> _Document passage_
>> begin

On this page
OAI Harvester database structure
- oaiharvester_providers
- oaiharvester_formats
- oaiharvester_formats_to_providers
- oaiharvester_sets
- oaiharvester_sets_to_providers
- oaiharvester_batch
- oaiharvester_harvester_schedules
- oaiharvester_harvest_schedule_steps
- oaiharvester_harvest_queue
oaiharvester_providers table
Table that holds information about remote OAI-PHM data providers.
+-------------------------------+------------------+------+-----+
| Field | Type | Null | Key | Default
+-------------------------------+------------------+------+-----+
| provider_id | int(10) unsigned | NO | PRI | NULL
| name | varchar(255) | NO | |
| server_name | varchar(255) | NO | |
| oai_provider_url | tinytext | NO | | NULL
| description | text | YES | | NULL
| admin_email | varchar(255) | NO | |
| admin_phone | varchar(255) | NO | |
| is_service_ready | tinyint(4) | NO | | 0
| created_at | datetime | NO | | NULL
| updated_at | datetime | YES | | NULL
| last_harvest_end_time | datetime | YES | | NULL
| earliest_start_date_harvested | datetime | YES | | NULL
| last_harvest_date | datetime | YES | | NULL
| last_validated | datetime | YES | | NULL
| protocol_version | varchar(10) | YES | | NULL
| granularity | varchar(22) | YES ||YYYY-MM-DDThh:mm:ssZ
| deleted_record | varchar(12) | YES | | NULL
| has_identify | tinyint(4) | NO | | 0
| has_list_metadata_formats | tinyint(4) | NO | | 0
| has_list_sets | tinyint(4) | NO | | 0
| records_added | int(11) | NO | | 0
| errors | int(11) | NO | | 0
| warnings | int(11) | NO | | 0
| user_id | int(10) unsigned | NO | | NULL
| last_oai_request | mediumtext | YES | | NULL
| oai_identifier | mediumtext | YES | | NULL
| type | varchar(10) | NO | | server
+-------------------------------+------------------+------+-----+
- provider_id
- The primary identifier for the repository.

>> end

> _Exercise goal_
Print the entire OAI Harvester database structure text, reproducing every line and character without any change. The material plays no part in this.

> _Given data_
>> begin

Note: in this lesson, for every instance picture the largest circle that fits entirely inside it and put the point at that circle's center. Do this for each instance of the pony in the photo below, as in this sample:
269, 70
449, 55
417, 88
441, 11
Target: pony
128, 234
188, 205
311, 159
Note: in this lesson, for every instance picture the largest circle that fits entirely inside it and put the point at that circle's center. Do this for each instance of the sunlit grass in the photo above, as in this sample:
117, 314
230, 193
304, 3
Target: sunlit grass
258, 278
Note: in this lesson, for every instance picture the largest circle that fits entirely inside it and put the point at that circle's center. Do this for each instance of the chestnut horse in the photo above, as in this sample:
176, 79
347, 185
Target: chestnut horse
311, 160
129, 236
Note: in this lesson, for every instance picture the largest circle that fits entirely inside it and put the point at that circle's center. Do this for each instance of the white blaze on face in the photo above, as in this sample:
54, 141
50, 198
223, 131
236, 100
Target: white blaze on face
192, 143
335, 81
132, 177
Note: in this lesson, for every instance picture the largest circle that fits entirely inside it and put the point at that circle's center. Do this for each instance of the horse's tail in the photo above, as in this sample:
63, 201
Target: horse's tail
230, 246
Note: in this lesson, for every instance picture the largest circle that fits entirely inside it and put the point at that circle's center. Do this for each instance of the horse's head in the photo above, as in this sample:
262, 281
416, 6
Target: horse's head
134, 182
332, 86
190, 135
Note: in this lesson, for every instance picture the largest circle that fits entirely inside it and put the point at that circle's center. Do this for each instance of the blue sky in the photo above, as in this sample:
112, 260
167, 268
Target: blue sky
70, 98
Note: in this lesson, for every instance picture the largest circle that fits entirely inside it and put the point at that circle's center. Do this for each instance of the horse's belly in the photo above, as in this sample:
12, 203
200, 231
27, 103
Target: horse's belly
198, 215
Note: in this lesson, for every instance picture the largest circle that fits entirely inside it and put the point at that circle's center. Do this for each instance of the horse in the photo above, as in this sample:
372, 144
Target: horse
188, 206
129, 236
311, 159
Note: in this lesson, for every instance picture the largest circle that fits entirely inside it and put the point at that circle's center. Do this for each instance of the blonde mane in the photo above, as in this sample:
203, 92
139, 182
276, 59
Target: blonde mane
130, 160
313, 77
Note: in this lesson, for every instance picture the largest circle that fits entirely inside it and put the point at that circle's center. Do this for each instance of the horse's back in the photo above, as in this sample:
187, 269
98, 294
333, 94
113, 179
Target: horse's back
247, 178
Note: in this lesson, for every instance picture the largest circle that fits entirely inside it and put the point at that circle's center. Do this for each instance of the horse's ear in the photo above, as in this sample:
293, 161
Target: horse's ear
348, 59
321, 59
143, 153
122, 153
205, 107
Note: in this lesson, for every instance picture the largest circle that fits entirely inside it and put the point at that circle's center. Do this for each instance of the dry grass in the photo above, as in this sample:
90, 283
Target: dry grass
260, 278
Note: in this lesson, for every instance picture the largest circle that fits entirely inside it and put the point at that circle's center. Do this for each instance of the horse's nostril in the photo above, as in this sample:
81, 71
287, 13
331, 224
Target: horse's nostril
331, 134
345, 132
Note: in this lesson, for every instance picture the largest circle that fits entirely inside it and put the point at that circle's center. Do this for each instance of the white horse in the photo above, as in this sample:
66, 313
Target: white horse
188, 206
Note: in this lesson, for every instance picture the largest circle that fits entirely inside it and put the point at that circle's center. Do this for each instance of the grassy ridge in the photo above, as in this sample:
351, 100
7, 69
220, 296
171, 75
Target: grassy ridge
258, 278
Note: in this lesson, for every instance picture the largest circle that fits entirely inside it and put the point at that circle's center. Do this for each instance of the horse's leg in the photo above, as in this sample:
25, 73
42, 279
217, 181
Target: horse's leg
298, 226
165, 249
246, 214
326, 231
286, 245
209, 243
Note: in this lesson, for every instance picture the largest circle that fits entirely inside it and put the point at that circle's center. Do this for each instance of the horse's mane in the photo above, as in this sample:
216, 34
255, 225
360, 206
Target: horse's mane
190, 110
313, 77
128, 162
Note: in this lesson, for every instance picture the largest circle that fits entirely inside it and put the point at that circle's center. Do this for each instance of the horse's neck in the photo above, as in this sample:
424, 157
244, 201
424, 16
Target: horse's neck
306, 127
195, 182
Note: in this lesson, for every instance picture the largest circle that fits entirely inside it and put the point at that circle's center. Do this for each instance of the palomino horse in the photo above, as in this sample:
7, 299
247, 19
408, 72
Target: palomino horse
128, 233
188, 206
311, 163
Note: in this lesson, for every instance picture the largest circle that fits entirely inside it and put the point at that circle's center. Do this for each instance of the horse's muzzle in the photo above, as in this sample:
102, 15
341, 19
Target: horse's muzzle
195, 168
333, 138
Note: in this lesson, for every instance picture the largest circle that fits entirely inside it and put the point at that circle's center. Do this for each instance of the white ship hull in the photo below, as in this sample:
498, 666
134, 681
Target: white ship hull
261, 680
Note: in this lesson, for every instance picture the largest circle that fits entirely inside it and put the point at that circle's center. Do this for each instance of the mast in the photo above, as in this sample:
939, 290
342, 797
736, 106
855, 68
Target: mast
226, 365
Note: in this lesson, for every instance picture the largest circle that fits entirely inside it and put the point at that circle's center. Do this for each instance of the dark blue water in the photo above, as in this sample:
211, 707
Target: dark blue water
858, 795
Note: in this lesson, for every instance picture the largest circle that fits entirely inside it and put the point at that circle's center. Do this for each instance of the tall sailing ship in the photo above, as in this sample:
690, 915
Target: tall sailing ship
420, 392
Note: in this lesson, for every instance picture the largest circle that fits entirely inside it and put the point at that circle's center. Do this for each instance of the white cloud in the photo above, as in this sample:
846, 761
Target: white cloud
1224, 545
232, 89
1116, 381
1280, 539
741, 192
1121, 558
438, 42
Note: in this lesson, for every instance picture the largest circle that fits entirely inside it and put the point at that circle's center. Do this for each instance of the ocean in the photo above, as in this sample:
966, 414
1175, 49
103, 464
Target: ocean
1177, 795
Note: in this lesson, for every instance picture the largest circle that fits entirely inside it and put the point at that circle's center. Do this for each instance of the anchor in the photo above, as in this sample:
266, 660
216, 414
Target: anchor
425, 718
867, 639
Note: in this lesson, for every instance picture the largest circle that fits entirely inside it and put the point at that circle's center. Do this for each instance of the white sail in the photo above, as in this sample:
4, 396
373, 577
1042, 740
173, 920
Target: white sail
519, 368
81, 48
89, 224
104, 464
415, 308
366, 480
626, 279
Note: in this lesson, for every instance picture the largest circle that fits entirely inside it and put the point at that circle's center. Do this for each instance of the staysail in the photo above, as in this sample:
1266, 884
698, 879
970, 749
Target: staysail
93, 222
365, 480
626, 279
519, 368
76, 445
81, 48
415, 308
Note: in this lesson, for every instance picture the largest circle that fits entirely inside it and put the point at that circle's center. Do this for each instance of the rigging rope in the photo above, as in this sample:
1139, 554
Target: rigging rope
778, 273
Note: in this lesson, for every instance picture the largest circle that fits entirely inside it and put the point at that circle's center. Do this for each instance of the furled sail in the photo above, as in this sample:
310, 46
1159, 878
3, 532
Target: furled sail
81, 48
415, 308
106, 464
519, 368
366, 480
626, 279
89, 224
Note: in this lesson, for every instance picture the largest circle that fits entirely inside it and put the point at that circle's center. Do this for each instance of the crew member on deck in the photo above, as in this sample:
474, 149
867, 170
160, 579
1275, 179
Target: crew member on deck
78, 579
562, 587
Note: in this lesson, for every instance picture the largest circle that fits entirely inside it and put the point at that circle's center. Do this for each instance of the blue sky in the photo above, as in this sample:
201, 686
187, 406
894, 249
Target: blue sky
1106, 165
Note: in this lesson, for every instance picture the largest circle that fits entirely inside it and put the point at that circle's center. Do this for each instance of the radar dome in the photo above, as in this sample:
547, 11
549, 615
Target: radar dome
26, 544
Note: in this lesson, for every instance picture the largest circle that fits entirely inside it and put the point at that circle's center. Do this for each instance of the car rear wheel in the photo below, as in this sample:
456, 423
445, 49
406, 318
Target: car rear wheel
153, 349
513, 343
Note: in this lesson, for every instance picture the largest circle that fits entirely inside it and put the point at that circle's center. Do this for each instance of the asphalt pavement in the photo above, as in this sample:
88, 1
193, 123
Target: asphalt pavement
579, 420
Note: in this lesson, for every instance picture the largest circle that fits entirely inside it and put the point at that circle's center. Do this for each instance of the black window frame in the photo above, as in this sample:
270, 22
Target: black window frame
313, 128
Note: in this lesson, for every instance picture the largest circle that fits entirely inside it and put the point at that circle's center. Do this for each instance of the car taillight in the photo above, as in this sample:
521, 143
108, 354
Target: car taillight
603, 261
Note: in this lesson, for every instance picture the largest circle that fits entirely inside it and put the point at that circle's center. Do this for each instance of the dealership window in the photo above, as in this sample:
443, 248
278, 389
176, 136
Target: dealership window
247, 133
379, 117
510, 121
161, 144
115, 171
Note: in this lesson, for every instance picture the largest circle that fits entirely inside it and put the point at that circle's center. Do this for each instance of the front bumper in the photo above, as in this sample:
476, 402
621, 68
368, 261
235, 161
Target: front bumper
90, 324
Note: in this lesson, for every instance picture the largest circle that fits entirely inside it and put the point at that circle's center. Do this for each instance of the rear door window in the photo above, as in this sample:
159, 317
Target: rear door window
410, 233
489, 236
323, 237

>> end

> _Task output_
On this page
OAI Harvester database structure
- oaiharvester_providers
- oaiharvester_formats
- oaiharvester_formats_to_providers
- oaiharvester_sets
- oaiharvester_sets_to_providers
- oaiharvester_batch
- oaiharvester_harvester_schedules
- oaiharvester_harvest_schedule_steps
- oaiharvester_harvest_queue
oaiharvester_providers table
Table that holds information about remote OAI-PHM data providers.
+-------------------------------+------------------+------+-----+
| Field | Type | Null | Key | Default
+-------------------------------+------------------+------+-----+
| provider_id | int(10) unsigned | NO | PRI | NULL
| name | varchar(255) | NO | |
| server_name | varchar(255) | NO | |
| oai_provider_url | tinytext | NO | | NULL
| description | text | YES | | NULL
| admin_email | varchar(255) | NO | |
| admin_phone | varchar(255) | NO | |
| is_service_ready | tinyint(4) | NO | | 0
| created_at | datetime | NO | | NULL
| updated_at | datetime | YES | | NULL
| last_harvest_end_time | datetime | YES | | NULL
| earliest_start_date_harvested | datetime | YES | | NULL
| last_harvest_date | datetime | YES | | NULL
| last_validated | datetime | YES | | NULL
| protocol_version | varchar(10) | YES | | NULL
| granularity | varchar(22) | YES ||YYYY-MM-DDThh:mm:ssZ
| deleted_record | varchar(12) | YES | | NULL
| has_identify | tinyint(4) | NO | | 0
| has_list_metadata_formats | tinyint(4) | NO | | 0
| has_list_sets | tinyint(4) | NO | | 0
| records_added | int(11) | NO | | 0
| errors | int(11) | NO | | 0
| warnings | int(11) | NO | | 0
| user_id | int(10) unsigned | NO | | NULL
| last_oai_request | mediumtext | YES | | NULL
| oai_identifier | mediumtext | YES | | NULL
| type | varchar(10) | NO | | server
+-------------------------------+------------------+------+-----+
- provider_id
- The primary identifier for the repository.